Your tasks:
**a.** Answer these questions from the case summary:
(i) What price did the Borrower pay for the Property in March 2007?
(ii) What value did Glenny LLP give for the Property with vacant possession as at March 2010?
(iii) On what date did the term of the Bridgeco Loan expire?
**b.** Reproduce the part of the case summary that opens with the words containing "The Claimant Company, Aodhcon" and closes with "the BOS Loan.".
**c.** According to the case summary, why did the Borrower apply to Bridgeco for a bridging loan?

Document excerpt:
In this case, the key issue which the High Court examined was whether a bridging loan company had fulfilled its obligations to take reasonable care to obtain the best price reasonably obtainable when selling the property against which the loan was secured.
The Claimant Company, Aodhcon LLP (the “Borrower”), was a special purpose vehicle established by Mr Charles McNicholl as part of his plan to develop 593-5 Roman Road, London, E3 5EL (the “Property”).
The Borrower purchased the Property in March 2007 for a price of £640,000. The purchase was funded in part by a loan from Bank of Scotland Plc and was secured by way of a first legal charge over the Property (the “BOS Loan”).
The Borrower later decided to sell the Property and at around the same time, the BOS Loan was due to expire. In light of this, the Borrower applied to Bridgeco for a bridging loan to complete the redevelopment of the Property and repay the BOS Loan.
In March 2010, Bridgeco obtained a mortgage valuation from Glenny LLP which indicated that the value of the Property with vacant possession, as at that date, was £1.4 million. Glenny LLP had also provided a projected value of £1.25 million for the Property, on the basis of vacant possession and a 90 day period to market and sell the Property.
The Borrower subsequently accepted an offer of a bridging loan from Bridgeco. The loan was in the sum of £750,000 for a term of 6 months (the “Bridgeco Loan”). This Bridgeco Loan was secured by way of first legal charge over the Property. The Borrower drew down the Bridgeco Loan on 7 May 2010 so the term of the loan therefore expired on 7 November 2010.

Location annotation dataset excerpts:
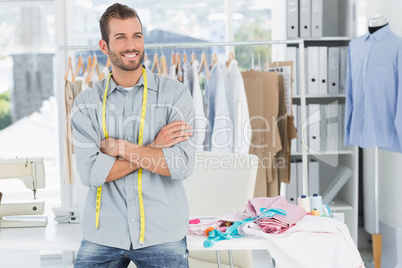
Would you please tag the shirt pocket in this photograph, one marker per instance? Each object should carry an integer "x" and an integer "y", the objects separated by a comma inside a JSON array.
[{"x": 159, "y": 119}]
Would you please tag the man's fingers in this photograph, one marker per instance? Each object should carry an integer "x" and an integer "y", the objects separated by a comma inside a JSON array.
[{"x": 177, "y": 126}]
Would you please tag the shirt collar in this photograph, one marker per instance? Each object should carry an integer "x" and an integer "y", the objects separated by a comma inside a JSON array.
[
  {"x": 150, "y": 79},
  {"x": 379, "y": 34}
]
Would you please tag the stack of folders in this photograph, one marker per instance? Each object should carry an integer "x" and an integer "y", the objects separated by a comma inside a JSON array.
[
  {"x": 325, "y": 69},
  {"x": 323, "y": 130},
  {"x": 304, "y": 18},
  {"x": 295, "y": 188}
]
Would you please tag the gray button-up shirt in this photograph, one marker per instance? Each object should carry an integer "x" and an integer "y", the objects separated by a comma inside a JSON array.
[{"x": 165, "y": 201}]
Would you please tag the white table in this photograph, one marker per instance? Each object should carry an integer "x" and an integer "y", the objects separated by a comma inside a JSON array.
[{"x": 67, "y": 237}]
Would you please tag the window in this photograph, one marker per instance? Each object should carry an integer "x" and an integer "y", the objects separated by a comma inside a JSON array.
[{"x": 28, "y": 110}]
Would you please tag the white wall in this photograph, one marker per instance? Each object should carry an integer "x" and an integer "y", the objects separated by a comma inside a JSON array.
[
  {"x": 390, "y": 167},
  {"x": 391, "y": 9}
]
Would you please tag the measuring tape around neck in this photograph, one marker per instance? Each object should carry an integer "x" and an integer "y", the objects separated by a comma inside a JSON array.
[{"x": 140, "y": 142}]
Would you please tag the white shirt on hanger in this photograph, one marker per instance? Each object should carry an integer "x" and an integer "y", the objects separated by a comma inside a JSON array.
[
  {"x": 238, "y": 107},
  {"x": 200, "y": 120},
  {"x": 219, "y": 118}
]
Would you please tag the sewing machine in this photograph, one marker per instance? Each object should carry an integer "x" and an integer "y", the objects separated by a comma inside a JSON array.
[{"x": 31, "y": 172}]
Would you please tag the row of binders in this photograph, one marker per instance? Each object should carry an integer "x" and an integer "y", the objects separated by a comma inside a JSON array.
[
  {"x": 304, "y": 18},
  {"x": 325, "y": 68},
  {"x": 295, "y": 188},
  {"x": 329, "y": 191},
  {"x": 323, "y": 129}
]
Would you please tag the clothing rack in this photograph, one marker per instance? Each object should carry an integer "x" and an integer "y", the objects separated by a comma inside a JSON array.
[{"x": 299, "y": 42}]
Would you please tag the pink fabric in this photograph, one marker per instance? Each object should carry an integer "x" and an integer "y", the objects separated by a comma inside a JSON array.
[{"x": 278, "y": 223}]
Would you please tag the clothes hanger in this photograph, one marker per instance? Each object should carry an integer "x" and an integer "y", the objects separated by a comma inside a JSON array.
[
  {"x": 193, "y": 57},
  {"x": 178, "y": 60},
  {"x": 102, "y": 74},
  {"x": 376, "y": 22},
  {"x": 69, "y": 69},
  {"x": 184, "y": 56},
  {"x": 230, "y": 58},
  {"x": 173, "y": 58},
  {"x": 214, "y": 59},
  {"x": 163, "y": 70},
  {"x": 80, "y": 65},
  {"x": 156, "y": 63},
  {"x": 203, "y": 64}
]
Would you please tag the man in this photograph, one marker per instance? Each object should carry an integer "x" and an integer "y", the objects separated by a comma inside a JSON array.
[{"x": 122, "y": 222}]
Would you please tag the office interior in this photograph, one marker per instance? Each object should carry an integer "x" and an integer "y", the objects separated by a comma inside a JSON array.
[{"x": 40, "y": 38}]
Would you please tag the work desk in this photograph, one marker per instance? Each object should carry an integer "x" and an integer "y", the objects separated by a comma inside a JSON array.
[{"x": 67, "y": 237}]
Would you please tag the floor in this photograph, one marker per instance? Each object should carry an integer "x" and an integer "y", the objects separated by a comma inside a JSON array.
[{"x": 261, "y": 260}]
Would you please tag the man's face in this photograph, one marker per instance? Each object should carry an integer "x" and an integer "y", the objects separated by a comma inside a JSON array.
[{"x": 126, "y": 44}]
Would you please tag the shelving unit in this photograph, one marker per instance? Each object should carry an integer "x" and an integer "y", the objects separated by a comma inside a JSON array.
[{"x": 346, "y": 200}]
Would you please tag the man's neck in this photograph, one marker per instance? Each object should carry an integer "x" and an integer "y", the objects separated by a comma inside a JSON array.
[{"x": 126, "y": 78}]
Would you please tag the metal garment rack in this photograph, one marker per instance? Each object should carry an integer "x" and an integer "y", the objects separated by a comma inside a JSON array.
[{"x": 299, "y": 42}]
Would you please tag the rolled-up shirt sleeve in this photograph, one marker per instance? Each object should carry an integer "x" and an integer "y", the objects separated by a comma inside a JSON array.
[
  {"x": 180, "y": 157},
  {"x": 93, "y": 166}
]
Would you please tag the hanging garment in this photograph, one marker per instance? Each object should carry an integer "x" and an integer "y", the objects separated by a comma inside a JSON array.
[
  {"x": 220, "y": 136},
  {"x": 262, "y": 89},
  {"x": 200, "y": 120},
  {"x": 238, "y": 108},
  {"x": 373, "y": 110},
  {"x": 71, "y": 90}
]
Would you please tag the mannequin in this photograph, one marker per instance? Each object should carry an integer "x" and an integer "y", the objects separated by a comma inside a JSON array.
[{"x": 377, "y": 22}]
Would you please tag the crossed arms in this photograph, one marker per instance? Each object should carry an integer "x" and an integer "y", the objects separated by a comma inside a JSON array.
[{"x": 150, "y": 157}]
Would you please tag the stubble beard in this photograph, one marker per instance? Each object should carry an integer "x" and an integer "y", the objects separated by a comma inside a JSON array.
[{"x": 118, "y": 62}]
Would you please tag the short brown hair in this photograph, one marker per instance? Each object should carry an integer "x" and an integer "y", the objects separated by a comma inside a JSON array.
[{"x": 115, "y": 11}]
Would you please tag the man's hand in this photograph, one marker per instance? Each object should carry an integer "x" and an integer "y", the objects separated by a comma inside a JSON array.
[
  {"x": 110, "y": 146},
  {"x": 172, "y": 134},
  {"x": 116, "y": 147}
]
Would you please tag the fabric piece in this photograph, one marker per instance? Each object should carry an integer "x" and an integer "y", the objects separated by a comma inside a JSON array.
[
  {"x": 164, "y": 197},
  {"x": 219, "y": 136},
  {"x": 373, "y": 108},
  {"x": 278, "y": 223},
  {"x": 314, "y": 242}
]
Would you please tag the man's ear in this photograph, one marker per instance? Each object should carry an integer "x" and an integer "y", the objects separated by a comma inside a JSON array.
[{"x": 103, "y": 47}]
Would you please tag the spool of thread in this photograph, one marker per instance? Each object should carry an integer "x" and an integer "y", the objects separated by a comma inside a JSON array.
[
  {"x": 304, "y": 202},
  {"x": 315, "y": 212},
  {"x": 326, "y": 211},
  {"x": 316, "y": 203}
]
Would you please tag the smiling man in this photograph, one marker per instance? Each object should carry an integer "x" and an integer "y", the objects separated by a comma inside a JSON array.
[{"x": 133, "y": 153}]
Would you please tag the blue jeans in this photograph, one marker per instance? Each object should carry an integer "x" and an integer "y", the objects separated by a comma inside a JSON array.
[{"x": 168, "y": 255}]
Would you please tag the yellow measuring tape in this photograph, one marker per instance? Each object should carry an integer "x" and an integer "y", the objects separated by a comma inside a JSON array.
[{"x": 140, "y": 142}]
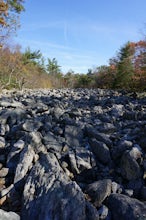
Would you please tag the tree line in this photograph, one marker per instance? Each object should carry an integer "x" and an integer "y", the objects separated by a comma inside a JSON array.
[{"x": 29, "y": 69}]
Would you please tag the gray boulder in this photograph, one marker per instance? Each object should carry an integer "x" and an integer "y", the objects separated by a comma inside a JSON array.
[{"x": 123, "y": 207}]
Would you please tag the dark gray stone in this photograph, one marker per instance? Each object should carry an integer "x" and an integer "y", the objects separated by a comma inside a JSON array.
[
  {"x": 8, "y": 215},
  {"x": 73, "y": 135},
  {"x": 99, "y": 190},
  {"x": 100, "y": 150},
  {"x": 123, "y": 207},
  {"x": 48, "y": 193},
  {"x": 130, "y": 168}
]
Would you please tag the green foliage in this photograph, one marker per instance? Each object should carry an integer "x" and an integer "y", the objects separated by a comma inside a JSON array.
[
  {"x": 52, "y": 67},
  {"x": 9, "y": 20},
  {"x": 125, "y": 69}
]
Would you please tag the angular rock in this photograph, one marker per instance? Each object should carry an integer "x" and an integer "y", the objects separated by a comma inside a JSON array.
[
  {"x": 73, "y": 135},
  {"x": 47, "y": 184},
  {"x": 100, "y": 150},
  {"x": 130, "y": 169},
  {"x": 8, "y": 215},
  {"x": 4, "y": 172},
  {"x": 24, "y": 165},
  {"x": 123, "y": 207},
  {"x": 2, "y": 142},
  {"x": 99, "y": 190}
]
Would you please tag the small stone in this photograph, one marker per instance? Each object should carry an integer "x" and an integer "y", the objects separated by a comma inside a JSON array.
[
  {"x": 100, "y": 150},
  {"x": 130, "y": 169},
  {"x": 4, "y": 172},
  {"x": 2, "y": 142},
  {"x": 6, "y": 191},
  {"x": 8, "y": 215},
  {"x": 103, "y": 212},
  {"x": 99, "y": 190},
  {"x": 3, "y": 200}
]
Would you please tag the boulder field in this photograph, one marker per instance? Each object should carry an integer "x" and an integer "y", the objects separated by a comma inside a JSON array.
[{"x": 72, "y": 155}]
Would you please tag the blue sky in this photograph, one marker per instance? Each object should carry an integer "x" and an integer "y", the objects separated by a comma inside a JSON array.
[{"x": 80, "y": 34}]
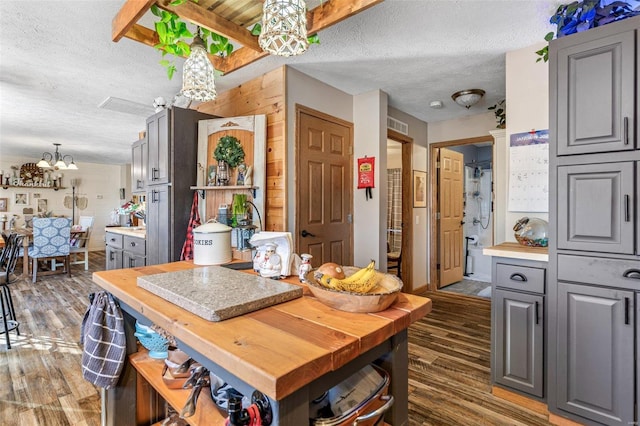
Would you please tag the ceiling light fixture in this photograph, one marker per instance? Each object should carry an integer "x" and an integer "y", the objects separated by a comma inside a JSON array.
[
  {"x": 56, "y": 161},
  {"x": 198, "y": 73},
  {"x": 284, "y": 27},
  {"x": 467, "y": 98}
]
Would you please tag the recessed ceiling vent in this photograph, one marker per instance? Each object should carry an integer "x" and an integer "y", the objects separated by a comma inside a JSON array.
[
  {"x": 397, "y": 125},
  {"x": 128, "y": 107}
]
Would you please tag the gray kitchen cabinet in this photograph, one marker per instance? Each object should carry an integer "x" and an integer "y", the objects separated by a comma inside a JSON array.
[
  {"x": 595, "y": 93},
  {"x": 124, "y": 251},
  {"x": 172, "y": 146},
  {"x": 518, "y": 325},
  {"x": 596, "y": 212},
  {"x": 595, "y": 356},
  {"x": 594, "y": 225},
  {"x": 139, "y": 166}
]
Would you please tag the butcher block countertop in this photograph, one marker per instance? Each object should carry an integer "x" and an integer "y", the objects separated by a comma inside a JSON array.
[
  {"x": 278, "y": 349},
  {"x": 131, "y": 231},
  {"x": 518, "y": 251}
]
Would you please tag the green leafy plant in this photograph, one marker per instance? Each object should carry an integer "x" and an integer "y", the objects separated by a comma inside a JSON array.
[
  {"x": 229, "y": 150},
  {"x": 500, "y": 111},
  {"x": 580, "y": 16},
  {"x": 174, "y": 36}
]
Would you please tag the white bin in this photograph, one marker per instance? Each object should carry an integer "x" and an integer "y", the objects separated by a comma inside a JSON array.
[{"x": 212, "y": 244}]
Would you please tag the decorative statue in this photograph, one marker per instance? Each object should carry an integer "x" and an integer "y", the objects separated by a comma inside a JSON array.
[{"x": 271, "y": 265}]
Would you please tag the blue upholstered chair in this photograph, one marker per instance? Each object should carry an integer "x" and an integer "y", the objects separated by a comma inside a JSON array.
[{"x": 50, "y": 241}]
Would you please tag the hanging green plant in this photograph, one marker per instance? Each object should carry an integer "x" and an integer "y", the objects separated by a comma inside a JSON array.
[
  {"x": 580, "y": 16},
  {"x": 500, "y": 111},
  {"x": 174, "y": 38},
  {"x": 229, "y": 150}
]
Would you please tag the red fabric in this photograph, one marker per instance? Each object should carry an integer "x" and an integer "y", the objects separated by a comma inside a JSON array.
[{"x": 194, "y": 221}]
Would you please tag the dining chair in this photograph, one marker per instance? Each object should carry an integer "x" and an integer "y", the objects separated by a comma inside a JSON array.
[
  {"x": 8, "y": 261},
  {"x": 80, "y": 242},
  {"x": 50, "y": 241}
]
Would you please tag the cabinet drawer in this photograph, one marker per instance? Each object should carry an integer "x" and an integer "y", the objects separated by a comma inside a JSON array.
[
  {"x": 113, "y": 240},
  {"x": 135, "y": 245},
  {"x": 522, "y": 278},
  {"x": 599, "y": 271}
]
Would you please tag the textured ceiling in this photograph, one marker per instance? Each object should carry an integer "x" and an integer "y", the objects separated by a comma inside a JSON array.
[{"x": 58, "y": 63}]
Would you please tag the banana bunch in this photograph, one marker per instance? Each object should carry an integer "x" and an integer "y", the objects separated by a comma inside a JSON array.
[{"x": 362, "y": 281}]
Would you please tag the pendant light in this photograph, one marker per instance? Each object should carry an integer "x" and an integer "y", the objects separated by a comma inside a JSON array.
[
  {"x": 198, "y": 73},
  {"x": 284, "y": 27}
]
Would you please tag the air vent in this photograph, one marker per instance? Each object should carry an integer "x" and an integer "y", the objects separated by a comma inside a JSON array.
[
  {"x": 128, "y": 107},
  {"x": 397, "y": 125}
]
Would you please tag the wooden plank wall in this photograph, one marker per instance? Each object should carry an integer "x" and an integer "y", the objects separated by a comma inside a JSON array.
[{"x": 263, "y": 95}]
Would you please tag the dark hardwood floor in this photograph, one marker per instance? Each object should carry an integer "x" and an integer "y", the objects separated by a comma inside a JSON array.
[{"x": 41, "y": 382}]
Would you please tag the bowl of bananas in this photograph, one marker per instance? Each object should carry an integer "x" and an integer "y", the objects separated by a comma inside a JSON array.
[{"x": 361, "y": 290}]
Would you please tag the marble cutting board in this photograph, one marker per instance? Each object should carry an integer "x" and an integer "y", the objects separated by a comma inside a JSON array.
[{"x": 216, "y": 293}]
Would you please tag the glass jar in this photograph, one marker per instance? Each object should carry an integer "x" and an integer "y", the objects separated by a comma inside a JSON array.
[{"x": 532, "y": 232}]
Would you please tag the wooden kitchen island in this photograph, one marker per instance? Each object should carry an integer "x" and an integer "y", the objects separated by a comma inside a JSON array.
[{"x": 292, "y": 352}]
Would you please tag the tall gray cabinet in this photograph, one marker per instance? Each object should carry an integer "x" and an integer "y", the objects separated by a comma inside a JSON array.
[
  {"x": 594, "y": 253},
  {"x": 172, "y": 147}
]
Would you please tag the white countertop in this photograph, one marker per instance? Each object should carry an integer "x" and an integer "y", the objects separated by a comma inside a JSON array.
[
  {"x": 132, "y": 231},
  {"x": 518, "y": 251}
]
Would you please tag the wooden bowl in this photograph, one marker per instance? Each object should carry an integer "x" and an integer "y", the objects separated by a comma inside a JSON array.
[{"x": 378, "y": 299}]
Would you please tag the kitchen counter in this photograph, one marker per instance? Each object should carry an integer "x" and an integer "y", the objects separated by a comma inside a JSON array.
[
  {"x": 132, "y": 231},
  {"x": 292, "y": 352},
  {"x": 518, "y": 251}
]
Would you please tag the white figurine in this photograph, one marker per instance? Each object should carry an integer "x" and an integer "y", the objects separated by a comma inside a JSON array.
[{"x": 271, "y": 266}]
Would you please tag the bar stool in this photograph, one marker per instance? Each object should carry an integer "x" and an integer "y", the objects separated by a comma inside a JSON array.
[{"x": 8, "y": 262}]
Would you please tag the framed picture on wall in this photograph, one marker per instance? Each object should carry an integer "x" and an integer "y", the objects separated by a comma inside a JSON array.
[
  {"x": 21, "y": 199},
  {"x": 419, "y": 189}
]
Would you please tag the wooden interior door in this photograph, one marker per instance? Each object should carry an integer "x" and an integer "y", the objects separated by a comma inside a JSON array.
[
  {"x": 324, "y": 191},
  {"x": 450, "y": 197}
]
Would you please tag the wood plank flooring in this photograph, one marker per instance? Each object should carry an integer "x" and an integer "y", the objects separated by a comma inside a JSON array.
[{"x": 41, "y": 382}]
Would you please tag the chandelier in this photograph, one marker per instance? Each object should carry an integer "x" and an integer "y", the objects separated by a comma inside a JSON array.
[
  {"x": 198, "y": 73},
  {"x": 56, "y": 161},
  {"x": 284, "y": 27},
  {"x": 467, "y": 98}
]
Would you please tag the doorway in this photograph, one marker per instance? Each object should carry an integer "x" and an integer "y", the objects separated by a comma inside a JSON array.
[{"x": 474, "y": 230}]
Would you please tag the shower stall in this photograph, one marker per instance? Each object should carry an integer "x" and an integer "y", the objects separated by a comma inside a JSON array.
[{"x": 478, "y": 220}]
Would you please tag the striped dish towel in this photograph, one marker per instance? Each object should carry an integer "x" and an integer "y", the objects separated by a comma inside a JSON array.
[{"x": 105, "y": 344}]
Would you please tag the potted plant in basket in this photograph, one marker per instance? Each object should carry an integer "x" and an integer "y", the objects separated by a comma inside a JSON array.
[{"x": 229, "y": 155}]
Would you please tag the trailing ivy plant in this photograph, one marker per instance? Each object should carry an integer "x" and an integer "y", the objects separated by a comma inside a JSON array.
[
  {"x": 174, "y": 37},
  {"x": 229, "y": 150},
  {"x": 500, "y": 111},
  {"x": 582, "y": 15}
]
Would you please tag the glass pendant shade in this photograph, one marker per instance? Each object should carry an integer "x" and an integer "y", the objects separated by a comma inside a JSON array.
[
  {"x": 198, "y": 74},
  {"x": 467, "y": 98},
  {"x": 284, "y": 27}
]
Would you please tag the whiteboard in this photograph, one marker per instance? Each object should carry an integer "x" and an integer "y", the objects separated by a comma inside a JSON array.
[{"x": 529, "y": 172}]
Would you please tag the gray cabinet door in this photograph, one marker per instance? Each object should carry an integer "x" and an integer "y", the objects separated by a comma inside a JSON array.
[
  {"x": 138, "y": 166},
  {"x": 113, "y": 258},
  {"x": 595, "y": 358},
  {"x": 595, "y": 207},
  {"x": 158, "y": 139},
  {"x": 519, "y": 346},
  {"x": 158, "y": 225},
  {"x": 595, "y": 99}
]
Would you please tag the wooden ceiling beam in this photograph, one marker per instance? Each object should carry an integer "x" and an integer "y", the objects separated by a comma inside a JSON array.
[
  {"x": 149, "y": 37},
  {"x": 209, "y": 20},
  {"x": 127, "y": 17}
]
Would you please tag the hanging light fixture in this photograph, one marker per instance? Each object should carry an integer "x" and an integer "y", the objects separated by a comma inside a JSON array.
[
  {"x": 284, "y": 27},
  {"x": 198, "y": 73},
  {"x": 57, "y": 160},
  {"x": 467, "y": 98}
]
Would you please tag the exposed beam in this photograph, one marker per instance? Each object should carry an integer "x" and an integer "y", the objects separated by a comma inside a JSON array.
[
  {"x": 334, "y": 11},
  {"x": 127, "y": 16},
  {"x": 209, "y": 20},
  {"x": 149, "y": 37}
]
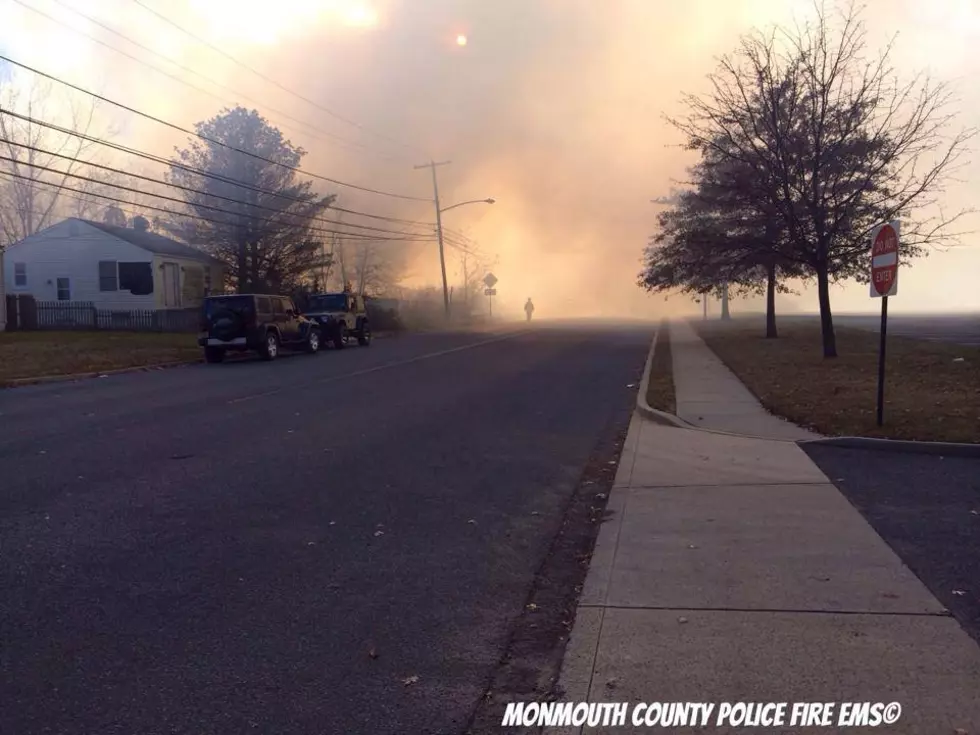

Answers to the problems:
**a.**
(i) £640,000
(ii) £1.4 million
(iii) 7 November 2010

**b.**
The Claimant Company, Aodhcon LLP (the “Borrower”), was a special purpose vehicle established by Mr Charles McNicholl as part of his plan to develop 593-5 Roman Road, London, E3 5EL (the “Property”).
The Borrower purchased the Property in March 2007 for a price of £640,000. The purchase was funded in part by a loan from Bank of Scotland Plc and was secured by way of a first legal charge over the Property (the “BOS Loan”).
The Borrower later decided to sell the Property and at around the same time, the BOS Loan was due to expire. In light of this, the Borrower applied to Bridgeco for a bridging loan to complete the redevelopment of the Property and repay the BOS Loan.

**c.** The Borrower had decided to sell the Property, and at around the same time the BOS Loan was due to expire. It sought the bridging loan to complete the redevelopment of the Property and repay the BOS Loan.